**KURZE AUFGABE 1**
Ändere in den Zeilen den Abschnitt von der Zeile mit „Task: annotate each instance of the dark“ bis zur Zeile mit „x=287 y=205“, indem du „dark lamp shade“ durch „black lamp shade“ ersetzt, und gib nur diesen Abschnitt sonst unverändert wieder. Die Bilder lässt du in deiner Antwort weg.

**GEGEBENER TEXTAUSZUG**
────
■ Zur „definitiv letzten“ Friedensinitiative für Bosnien
: Die schlechteste aller Optionen

Wenn die Führer der reichsten Industriestaaten, der G-7-Gruppe, plus Boris Jelzin sich kommendes Wochenende zu ihrem Gipfel in Neapel treffen, wird ihnen der bislang letzte Friedensvorschlag vorliegen, mit dessen Hilfe das 27 Monate währende Blutbad in Bosnien beendet werden soll. Bis jetzt ist jeder dieser Pläne gescheitert. Die europäisch-russisch-amerikanische „Kontaktgruppe“ schlägt die ethnische Teilung des Landes vor. 51 Prozent des Territoriums sollen an die kroatisch-bosnische Föderation gehen und 49 Prozent an ein serbisches Gebilde, das zunächst formal innerhalb des bosnischen Staatsverbandes verbleibt.
────
**KURZE AUFGABE 2**
Kopiere aus dem Text über die Friedensinitiative für Bosnien wortgetreu den Abschnitt von „Wenn die Führer“ bis „bosnischen Staatsverbandes verbleibt.“.

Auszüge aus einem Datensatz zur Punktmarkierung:
────
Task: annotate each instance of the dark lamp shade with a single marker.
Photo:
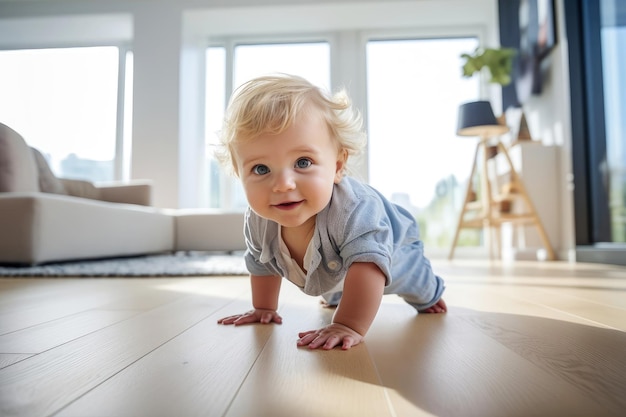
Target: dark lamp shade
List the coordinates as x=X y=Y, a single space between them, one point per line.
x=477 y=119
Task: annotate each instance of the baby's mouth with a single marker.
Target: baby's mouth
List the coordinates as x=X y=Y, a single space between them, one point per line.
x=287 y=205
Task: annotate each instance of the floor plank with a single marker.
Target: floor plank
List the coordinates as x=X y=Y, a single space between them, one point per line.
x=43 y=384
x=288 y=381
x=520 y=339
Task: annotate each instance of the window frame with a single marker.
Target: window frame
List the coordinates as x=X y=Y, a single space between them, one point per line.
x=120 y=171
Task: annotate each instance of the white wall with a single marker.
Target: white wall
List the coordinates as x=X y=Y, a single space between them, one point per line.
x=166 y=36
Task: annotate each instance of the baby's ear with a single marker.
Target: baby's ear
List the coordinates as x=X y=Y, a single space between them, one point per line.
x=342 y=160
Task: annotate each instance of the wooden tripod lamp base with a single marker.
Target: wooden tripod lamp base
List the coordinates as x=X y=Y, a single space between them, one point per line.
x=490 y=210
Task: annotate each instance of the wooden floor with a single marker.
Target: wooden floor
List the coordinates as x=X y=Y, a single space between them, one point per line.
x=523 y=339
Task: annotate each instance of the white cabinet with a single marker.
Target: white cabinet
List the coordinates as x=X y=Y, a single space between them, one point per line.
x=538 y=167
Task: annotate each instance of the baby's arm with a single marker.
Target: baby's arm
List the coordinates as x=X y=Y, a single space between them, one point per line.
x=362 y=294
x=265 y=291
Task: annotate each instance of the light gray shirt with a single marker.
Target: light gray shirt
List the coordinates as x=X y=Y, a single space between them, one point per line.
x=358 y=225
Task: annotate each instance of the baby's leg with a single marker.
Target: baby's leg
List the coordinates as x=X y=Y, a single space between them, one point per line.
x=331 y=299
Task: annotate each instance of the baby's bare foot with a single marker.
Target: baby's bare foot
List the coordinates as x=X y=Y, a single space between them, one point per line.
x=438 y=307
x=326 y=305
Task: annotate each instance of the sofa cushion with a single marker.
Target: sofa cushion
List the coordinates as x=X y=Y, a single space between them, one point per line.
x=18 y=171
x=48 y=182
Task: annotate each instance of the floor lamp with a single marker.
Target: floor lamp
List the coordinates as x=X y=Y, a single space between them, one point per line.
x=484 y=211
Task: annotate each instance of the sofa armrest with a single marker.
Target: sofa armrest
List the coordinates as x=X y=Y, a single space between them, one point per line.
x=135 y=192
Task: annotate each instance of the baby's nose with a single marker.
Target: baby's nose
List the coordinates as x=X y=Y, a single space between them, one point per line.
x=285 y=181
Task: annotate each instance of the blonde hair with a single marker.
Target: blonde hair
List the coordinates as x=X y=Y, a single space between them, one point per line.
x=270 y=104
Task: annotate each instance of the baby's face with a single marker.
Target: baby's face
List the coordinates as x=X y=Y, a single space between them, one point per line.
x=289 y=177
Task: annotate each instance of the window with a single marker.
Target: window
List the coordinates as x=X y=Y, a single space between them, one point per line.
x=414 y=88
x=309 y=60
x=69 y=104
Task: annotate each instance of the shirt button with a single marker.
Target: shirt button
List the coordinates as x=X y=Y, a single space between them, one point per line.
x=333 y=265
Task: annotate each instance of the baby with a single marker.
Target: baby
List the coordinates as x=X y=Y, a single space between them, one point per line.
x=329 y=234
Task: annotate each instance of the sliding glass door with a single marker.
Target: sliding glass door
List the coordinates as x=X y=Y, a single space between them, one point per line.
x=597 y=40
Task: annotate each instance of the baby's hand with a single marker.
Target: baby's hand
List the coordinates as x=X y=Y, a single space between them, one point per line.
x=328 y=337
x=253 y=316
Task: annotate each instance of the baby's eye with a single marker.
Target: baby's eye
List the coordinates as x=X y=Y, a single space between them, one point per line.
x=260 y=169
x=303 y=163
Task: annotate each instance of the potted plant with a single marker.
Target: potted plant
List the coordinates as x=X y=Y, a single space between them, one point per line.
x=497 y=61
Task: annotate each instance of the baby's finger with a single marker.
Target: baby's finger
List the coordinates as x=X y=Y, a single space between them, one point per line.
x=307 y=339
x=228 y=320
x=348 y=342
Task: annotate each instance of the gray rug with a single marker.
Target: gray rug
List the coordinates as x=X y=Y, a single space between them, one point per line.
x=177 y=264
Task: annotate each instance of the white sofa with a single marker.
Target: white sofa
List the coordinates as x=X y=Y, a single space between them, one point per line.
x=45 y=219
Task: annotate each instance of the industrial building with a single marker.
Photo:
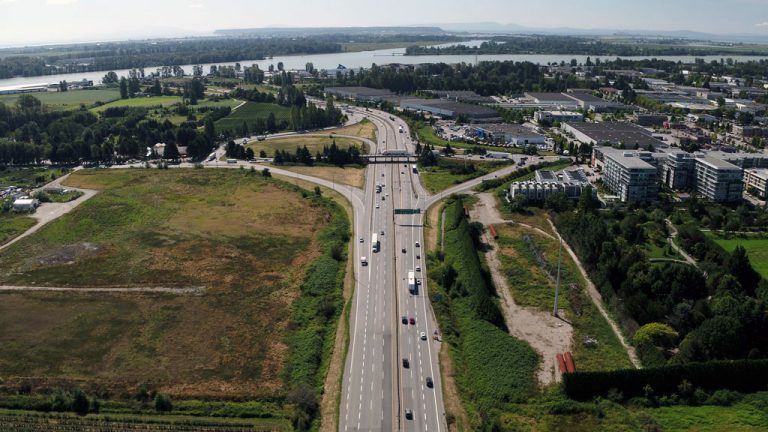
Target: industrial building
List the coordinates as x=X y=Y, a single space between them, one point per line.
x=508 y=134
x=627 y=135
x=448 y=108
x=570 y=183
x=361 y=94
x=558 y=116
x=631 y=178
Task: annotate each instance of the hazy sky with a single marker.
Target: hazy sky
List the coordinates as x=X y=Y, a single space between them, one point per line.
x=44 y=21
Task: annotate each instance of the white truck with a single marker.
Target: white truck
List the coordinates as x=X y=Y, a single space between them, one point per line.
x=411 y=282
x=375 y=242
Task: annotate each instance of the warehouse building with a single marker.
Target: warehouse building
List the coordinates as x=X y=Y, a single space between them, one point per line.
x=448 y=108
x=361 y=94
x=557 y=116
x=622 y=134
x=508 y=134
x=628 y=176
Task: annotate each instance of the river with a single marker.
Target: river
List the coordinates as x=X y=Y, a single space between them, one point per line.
────
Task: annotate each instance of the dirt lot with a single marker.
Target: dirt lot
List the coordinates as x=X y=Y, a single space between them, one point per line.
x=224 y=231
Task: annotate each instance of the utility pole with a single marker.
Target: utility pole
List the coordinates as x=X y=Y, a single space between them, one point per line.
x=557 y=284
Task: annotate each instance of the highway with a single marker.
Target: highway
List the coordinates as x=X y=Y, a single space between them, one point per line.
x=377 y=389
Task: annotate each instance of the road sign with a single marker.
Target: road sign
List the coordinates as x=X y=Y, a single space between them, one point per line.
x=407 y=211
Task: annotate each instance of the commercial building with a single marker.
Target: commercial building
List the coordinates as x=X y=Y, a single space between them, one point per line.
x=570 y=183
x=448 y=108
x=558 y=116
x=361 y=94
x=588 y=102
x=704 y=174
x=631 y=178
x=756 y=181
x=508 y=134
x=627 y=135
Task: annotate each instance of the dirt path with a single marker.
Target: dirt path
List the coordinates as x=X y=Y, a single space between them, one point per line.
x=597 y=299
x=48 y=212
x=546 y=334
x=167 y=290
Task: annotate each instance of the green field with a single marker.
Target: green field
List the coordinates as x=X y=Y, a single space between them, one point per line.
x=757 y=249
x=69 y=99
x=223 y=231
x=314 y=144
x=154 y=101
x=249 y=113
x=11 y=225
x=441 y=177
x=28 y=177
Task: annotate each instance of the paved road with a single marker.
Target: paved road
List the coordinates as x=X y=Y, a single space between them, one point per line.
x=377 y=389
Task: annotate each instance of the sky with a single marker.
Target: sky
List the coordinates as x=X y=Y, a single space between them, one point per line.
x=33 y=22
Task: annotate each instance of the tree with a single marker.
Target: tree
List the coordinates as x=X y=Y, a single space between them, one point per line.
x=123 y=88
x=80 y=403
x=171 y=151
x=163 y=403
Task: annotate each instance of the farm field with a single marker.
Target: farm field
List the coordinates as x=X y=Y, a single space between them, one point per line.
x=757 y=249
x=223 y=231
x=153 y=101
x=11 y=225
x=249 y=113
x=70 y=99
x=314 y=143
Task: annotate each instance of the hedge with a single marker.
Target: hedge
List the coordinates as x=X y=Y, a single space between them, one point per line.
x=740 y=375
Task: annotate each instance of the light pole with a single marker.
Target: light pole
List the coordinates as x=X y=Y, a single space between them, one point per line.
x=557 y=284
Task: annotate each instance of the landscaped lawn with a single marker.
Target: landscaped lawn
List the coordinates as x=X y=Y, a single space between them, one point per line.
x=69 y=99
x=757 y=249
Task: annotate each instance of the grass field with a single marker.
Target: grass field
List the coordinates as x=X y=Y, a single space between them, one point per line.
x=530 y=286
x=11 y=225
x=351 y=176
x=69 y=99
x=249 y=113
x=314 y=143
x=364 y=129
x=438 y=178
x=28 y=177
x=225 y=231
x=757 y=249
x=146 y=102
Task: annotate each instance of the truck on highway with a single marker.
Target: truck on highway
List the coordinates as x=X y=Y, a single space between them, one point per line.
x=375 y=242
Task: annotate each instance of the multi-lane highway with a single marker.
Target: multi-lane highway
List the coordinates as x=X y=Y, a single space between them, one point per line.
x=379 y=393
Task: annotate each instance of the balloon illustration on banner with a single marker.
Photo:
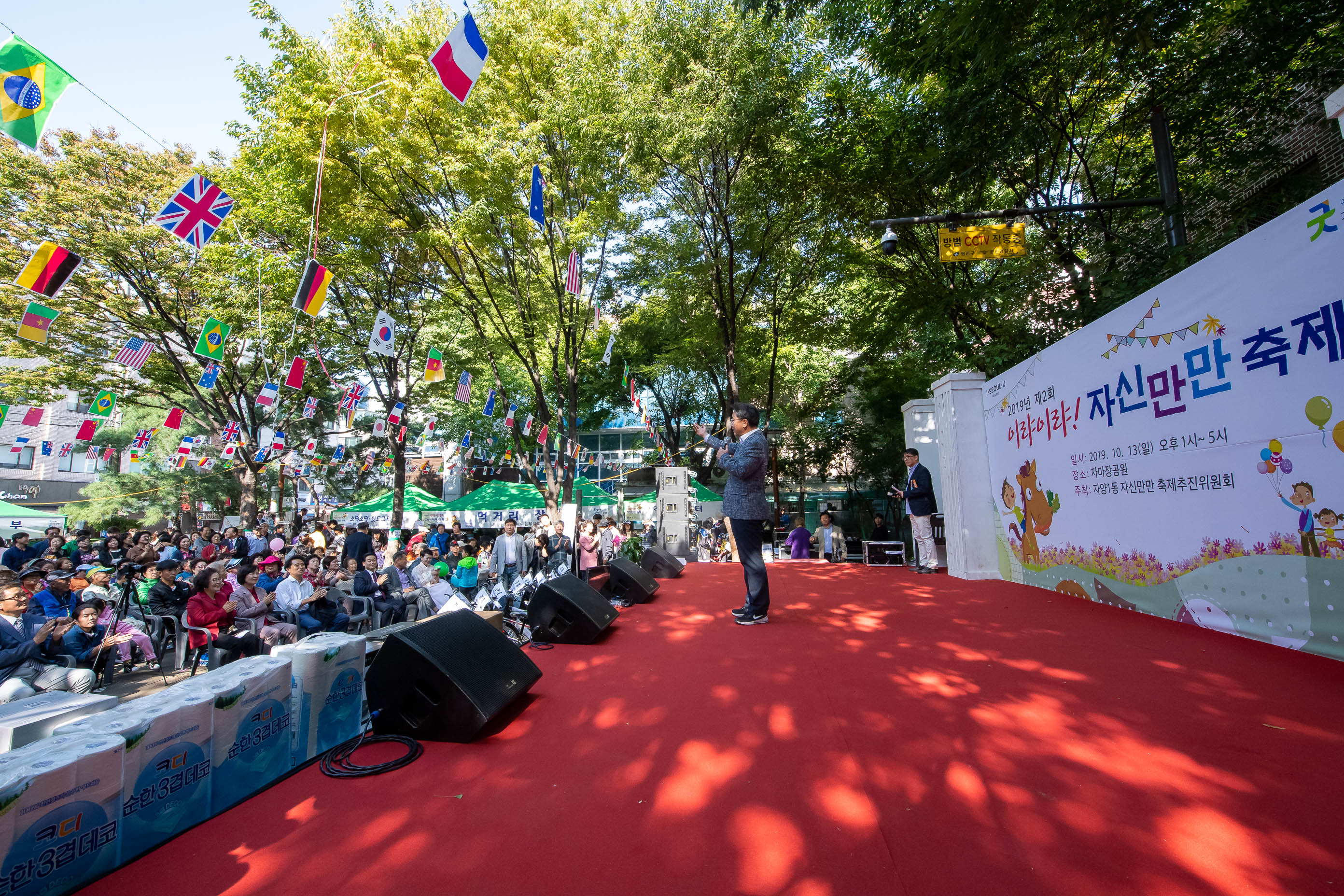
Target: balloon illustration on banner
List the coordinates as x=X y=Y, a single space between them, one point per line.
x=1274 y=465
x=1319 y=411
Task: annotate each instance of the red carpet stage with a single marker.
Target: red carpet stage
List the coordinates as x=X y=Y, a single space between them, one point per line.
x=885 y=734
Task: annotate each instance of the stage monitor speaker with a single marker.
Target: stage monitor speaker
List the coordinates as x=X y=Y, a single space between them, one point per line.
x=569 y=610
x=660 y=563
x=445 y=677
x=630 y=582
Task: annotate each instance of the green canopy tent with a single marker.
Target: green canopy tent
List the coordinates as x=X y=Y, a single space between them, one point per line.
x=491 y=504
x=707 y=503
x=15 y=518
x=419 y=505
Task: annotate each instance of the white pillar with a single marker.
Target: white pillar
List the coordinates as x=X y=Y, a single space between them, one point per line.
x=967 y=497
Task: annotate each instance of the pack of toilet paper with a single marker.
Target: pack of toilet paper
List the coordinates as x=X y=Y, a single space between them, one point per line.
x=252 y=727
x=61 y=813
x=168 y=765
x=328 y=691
────
**ANTWORT 1**
Task: annotate each instance of the black lamp shade with a single marker.
Photo:
Target: black lamp shade
List the coordinates as x=X y=Y, a single space between them, one point per line.
x=477 y=119
Task: annotate each instance of the baby's mouth with a single marker.
Target: baby's mouth
List the coordinates as x=X y=Y, a single space between them, one point per line.
x=287 y=205

**ANTWORT 2**
Wenn die Führer der reichsten Industriestaaten, der G-7-Gruppe, plus Boris Jelzin sich kommendes Wochenende zu ihrem Gipfel in Neapel treffen, wird ihnen der bislang letzte Friedensvorschlag vorliegen, mit dessen Hilfe das 27 Monate währende Blutbad in Bosnien beendet werden soll. Bis jetzt ist jeder dieser Pläne gescheitert. Die europäisch-russisch-amerikanische „Kontaktgruppe“ schlägt die ethnische Teilung des Landes vor. 51 Prozent des Territoriums sollen an die kroatisch-bosnische Föderation gehen und 49 Prozent an ein serbisches Gebilde, das zunächst formal innerhalb des bosnischen Staatsverbandes verbleibt.